> [Exercise A]:
Answer these questions using the passage on risk and time audits below:
(i) According to the passage, which two things does a risk audit come down to?
(ii) In the hiring example, how much would the new staff member cost, and for how long?
(iii) How many critical areas of life does the passage say a time audit can take to the next level?
=== Reading passage ===
It’s your turn to create a safety net for yourself.
In the first section of this chapter, we dealt with the more intangible risk items. This section will help you make the decision to make a risk more tangible. For example, suppose after the first section of this chapter, you now feel like if you hire a new staff member for nine thousand dollars for three months and you lose the money, that you’ll be OK. Now, you’re proving it to yourself.
A risk audit allowed Edward to figure out exactly how much he was willing to forego now to gain more in the future. Once he used this spreadsheet to conduct this risk audit, Edward realized some things need to change.
What about you? What should you do when you perform your own risk audit? A risk audit comes down to either time or money. Those are the two things you are really auditing. You want to be very real about both of these variables. To do this, you need to be really honest with yourself. In other words, don’t fluff the numbers.
It’s your turn to conduct a risk audit.
It’s not that people don’t know they should stay in shape, eat healthy food, and save money; it’s just that they don’t do it. Executing on the risk falls under that same category. This has HUGE IMPLICATIONS for goal setting and goal achieving. It’s the accountability piece to actually make it happen.
Your job as a human being is not to change. Your job is to stay the same. You’re going to naturally want to let yourself off the hook on this whole idea. You wouldn’t be creating an accountability plan with an accountability partner if you weren’t susceptible to this.
Recall the crabs we talked about earlier in this chapter that try to pull you down as you climb up the bucket or elevator of life? As you take more risks in your life, you go up that elevator of success. When you go up that elevator as you take more and more risks, you’re going to have people who start to exit your life and feel resentment for you because you’re taking risks.
The key to taking risks in your life is to know who you are, or at least have an idea of who you are. At the end of the day, you are going to have “Epic Successes” and “Epic Failures.” Knowing who are helps you get through both.
It’s your turn to execute on the risk.
Imagine if you had a life that was so efficient, you could spend three months out of your life each year bettering your life, your family’s life, and your community. Solving your inefficiencies is going to give you a higher rate of return on the investment of your time.
Most people who have less than five years in their career have an informal, “figure it out as you go” process for growing achieving their goals. This can be highly inefficient. This section will give you a more formal, written plan for how to succeed in the key areas of your life and how to achieve your goals in less time. You’ll be able to achieve more goals and take more time off than you would have been able to otherwise.
You might think you’re doing well in these seven areas already. You might think everything in your life is going just fine. However, when you actually step outside your life and look at it—or have someone else look at it for you—you may realize that things aren’t as “fine” as you thought they were. Whatever you are doing right now, a time audit can help you take those seven critical areas of your life to that next level.
It’s now time to use that time audit to create your most amazing future. Many people would make the argument here that everything they do is getting them closer to a most amazing future. Your time audit will show you the reality of whether that is, in fact, true. It will identify trends for you as you ask yourself one crucial question for each activity you documented in the time audit: “Is this activity getting me closer to or further away from the life (or the model) that I am pursuing?”
=== Listed entries ===
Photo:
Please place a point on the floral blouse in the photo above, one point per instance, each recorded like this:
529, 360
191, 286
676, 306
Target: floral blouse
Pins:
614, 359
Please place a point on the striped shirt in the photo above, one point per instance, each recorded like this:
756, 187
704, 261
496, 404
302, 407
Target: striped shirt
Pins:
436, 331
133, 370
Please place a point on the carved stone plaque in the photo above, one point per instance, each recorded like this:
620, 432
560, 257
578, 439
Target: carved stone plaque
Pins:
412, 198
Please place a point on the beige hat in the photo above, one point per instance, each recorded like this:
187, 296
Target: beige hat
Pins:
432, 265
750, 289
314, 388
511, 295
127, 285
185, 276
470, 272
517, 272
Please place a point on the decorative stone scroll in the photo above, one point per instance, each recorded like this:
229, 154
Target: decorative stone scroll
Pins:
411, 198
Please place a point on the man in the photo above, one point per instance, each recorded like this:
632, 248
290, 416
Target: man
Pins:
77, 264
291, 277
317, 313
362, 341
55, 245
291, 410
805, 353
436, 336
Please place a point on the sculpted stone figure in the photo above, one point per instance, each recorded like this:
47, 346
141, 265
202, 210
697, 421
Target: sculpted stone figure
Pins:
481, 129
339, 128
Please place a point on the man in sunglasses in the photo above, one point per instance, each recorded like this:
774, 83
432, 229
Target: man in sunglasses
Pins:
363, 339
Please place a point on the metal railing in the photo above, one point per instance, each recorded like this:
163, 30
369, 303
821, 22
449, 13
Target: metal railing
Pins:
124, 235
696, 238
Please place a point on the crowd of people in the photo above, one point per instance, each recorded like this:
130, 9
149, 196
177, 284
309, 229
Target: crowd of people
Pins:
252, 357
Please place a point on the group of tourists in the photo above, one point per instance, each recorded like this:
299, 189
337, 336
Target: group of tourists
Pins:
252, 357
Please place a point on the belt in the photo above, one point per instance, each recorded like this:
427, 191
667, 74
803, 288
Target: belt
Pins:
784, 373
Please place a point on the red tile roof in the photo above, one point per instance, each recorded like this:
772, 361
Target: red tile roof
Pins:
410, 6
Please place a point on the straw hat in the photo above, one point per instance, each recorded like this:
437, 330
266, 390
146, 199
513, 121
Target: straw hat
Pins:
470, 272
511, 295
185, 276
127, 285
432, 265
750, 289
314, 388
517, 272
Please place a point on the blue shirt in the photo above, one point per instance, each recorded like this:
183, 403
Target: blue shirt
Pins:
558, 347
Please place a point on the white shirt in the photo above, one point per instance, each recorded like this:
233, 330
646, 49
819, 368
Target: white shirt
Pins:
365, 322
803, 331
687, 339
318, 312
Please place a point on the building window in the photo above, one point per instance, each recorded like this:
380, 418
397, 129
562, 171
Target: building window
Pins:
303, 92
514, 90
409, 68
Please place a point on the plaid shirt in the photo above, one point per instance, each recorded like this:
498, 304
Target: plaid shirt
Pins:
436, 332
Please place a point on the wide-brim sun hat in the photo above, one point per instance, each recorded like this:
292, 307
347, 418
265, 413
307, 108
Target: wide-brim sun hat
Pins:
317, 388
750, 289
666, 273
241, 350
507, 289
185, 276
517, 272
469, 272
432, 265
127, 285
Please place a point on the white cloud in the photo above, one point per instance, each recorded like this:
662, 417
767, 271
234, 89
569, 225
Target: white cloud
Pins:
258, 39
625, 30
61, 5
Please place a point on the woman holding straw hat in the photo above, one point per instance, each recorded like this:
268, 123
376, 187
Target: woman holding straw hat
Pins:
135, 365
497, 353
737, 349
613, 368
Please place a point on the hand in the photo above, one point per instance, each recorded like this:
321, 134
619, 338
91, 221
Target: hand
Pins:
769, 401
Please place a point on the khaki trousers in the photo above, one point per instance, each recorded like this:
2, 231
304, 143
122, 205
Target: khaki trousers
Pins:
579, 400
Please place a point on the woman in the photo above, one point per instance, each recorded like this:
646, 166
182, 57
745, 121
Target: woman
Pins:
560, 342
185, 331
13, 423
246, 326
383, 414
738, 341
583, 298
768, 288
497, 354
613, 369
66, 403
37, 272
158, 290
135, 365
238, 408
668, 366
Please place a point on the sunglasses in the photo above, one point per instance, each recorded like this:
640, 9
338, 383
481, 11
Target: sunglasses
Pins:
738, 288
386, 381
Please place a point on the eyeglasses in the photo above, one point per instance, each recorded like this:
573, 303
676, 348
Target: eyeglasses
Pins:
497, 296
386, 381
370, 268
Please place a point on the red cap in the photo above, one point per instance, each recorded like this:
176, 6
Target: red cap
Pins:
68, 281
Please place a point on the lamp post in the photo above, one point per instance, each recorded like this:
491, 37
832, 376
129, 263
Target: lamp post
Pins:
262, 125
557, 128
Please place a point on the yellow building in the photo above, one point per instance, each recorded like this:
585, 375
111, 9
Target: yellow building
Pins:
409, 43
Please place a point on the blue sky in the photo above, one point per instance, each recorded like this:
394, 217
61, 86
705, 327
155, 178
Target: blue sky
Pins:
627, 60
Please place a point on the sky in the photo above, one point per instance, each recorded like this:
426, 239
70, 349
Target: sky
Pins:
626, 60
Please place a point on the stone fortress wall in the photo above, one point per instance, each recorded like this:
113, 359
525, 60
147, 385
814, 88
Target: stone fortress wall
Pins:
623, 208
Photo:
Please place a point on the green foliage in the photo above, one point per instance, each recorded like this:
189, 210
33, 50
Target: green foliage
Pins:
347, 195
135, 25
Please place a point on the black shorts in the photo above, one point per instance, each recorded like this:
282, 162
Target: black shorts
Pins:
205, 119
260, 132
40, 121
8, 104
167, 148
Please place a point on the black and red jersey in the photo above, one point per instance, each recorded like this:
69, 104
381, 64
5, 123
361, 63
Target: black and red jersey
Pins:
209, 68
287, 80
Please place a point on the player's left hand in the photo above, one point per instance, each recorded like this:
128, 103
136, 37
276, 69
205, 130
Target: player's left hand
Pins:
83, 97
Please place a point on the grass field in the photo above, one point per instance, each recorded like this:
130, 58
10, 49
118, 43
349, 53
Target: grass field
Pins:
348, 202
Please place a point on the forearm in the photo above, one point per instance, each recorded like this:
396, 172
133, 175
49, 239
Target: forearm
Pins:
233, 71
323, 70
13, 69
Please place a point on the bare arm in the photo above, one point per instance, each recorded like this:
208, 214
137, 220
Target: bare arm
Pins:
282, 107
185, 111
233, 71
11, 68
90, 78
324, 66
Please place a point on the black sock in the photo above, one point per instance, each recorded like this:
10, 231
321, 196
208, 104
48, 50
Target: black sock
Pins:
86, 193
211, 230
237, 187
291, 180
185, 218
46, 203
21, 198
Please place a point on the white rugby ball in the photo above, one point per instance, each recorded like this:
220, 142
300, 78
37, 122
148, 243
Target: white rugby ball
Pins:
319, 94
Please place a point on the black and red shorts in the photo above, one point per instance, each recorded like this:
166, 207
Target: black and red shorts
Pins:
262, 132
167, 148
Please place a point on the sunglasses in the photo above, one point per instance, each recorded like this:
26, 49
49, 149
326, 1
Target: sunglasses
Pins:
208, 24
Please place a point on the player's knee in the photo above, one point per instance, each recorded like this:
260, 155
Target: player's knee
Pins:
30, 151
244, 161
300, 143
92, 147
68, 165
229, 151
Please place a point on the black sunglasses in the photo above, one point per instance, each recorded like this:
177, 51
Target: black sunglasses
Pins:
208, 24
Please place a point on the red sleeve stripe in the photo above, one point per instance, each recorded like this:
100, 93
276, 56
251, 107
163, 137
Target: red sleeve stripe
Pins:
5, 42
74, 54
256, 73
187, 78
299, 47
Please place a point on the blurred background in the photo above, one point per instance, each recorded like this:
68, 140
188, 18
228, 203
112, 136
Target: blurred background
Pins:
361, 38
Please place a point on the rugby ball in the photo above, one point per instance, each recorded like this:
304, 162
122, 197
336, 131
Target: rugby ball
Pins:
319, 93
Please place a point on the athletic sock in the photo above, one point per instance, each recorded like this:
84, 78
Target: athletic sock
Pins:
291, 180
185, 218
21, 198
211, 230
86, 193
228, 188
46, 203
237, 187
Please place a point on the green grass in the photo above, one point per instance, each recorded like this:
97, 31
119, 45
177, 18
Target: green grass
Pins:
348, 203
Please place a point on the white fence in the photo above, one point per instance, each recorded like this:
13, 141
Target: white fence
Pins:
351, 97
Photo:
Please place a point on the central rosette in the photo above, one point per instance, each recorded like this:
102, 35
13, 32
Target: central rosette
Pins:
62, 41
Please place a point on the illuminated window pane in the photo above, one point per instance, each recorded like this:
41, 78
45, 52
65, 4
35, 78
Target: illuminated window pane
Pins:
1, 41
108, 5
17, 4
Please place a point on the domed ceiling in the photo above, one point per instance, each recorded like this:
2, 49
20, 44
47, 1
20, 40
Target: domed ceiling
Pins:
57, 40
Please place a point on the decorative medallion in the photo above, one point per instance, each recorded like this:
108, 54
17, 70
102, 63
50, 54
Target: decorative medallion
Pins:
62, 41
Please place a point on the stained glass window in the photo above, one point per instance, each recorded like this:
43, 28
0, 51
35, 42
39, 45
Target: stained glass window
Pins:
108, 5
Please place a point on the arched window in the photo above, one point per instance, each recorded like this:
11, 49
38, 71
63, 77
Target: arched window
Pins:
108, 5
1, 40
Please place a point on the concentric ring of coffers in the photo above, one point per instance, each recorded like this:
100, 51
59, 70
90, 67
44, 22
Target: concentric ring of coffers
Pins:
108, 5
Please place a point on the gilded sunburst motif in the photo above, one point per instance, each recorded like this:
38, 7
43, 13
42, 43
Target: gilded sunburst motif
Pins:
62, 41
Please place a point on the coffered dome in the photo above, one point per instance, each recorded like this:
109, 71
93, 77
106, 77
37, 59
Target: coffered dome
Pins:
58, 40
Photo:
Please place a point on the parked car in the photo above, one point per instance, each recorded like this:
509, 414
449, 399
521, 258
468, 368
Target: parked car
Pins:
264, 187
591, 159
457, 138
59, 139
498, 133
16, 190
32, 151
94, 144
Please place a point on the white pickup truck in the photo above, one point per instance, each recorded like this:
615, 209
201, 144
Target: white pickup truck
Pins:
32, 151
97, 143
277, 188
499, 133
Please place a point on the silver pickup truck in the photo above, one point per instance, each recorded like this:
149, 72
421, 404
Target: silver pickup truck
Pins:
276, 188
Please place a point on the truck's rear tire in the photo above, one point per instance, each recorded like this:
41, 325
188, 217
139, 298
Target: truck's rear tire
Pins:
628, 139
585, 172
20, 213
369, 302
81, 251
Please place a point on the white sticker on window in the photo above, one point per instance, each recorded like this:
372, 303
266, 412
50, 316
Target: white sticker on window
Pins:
===
> [Exercise B]: Collect every line of the records above that contains the string "roof", with case counting.

> [Task result A]:
(i) Time and money.
(ii) Nine thousand dollars for three months.
(iii) Seven.

> [Task result B]:
Please place a point on the red tile roof in the photo above, one point per instance, each recorded like this:
Target: red tile roof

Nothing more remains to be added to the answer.